-- Stated exercise --
Count how many lines in the entries below contain the word "logo". Reply with the number alone.

Labeled-object pointing entries
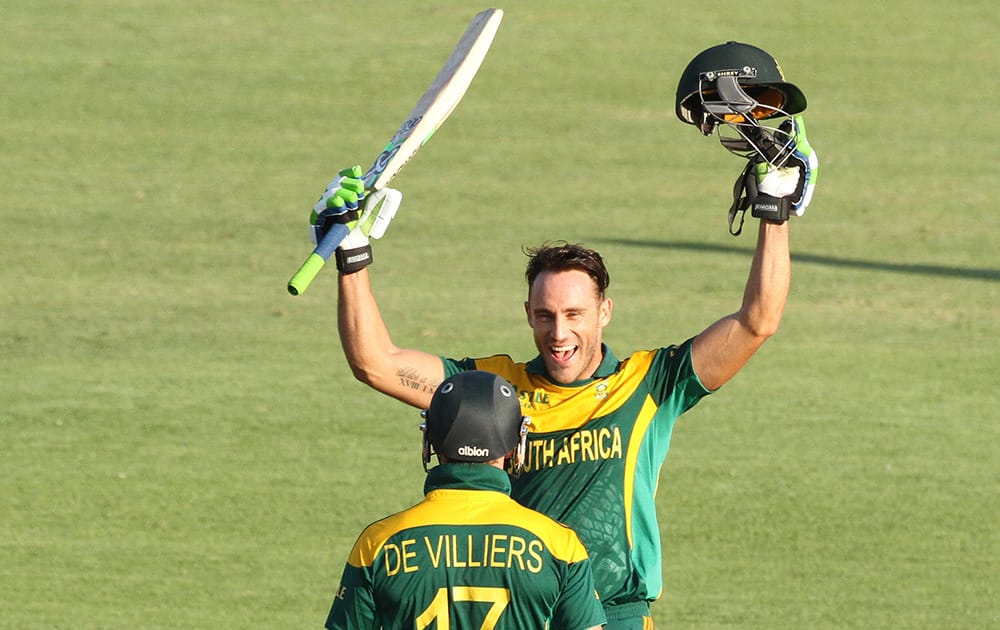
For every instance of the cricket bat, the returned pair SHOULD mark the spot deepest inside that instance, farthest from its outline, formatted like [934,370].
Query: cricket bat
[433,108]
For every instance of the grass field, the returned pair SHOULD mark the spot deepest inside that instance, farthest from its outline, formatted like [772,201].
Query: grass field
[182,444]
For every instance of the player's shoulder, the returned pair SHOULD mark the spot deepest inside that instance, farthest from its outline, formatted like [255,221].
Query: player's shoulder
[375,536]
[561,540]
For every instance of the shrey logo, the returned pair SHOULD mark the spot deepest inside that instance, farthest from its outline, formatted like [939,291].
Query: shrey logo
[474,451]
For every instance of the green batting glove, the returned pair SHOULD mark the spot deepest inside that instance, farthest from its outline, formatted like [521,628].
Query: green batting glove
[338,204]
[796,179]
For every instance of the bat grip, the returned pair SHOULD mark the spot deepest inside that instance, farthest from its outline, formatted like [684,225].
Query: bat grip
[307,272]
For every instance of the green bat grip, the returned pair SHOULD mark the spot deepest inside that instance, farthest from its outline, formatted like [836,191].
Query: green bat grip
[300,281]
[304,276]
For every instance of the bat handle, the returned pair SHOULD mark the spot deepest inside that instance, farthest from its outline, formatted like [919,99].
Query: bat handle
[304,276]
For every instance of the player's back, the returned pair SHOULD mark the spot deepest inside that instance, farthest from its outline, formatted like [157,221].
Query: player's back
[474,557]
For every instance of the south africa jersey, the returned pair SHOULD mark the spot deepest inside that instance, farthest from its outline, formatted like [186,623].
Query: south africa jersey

==

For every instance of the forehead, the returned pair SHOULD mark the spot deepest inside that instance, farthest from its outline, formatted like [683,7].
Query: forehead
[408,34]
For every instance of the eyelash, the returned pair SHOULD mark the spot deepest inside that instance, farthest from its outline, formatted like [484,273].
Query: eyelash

-- Completed exercise --
2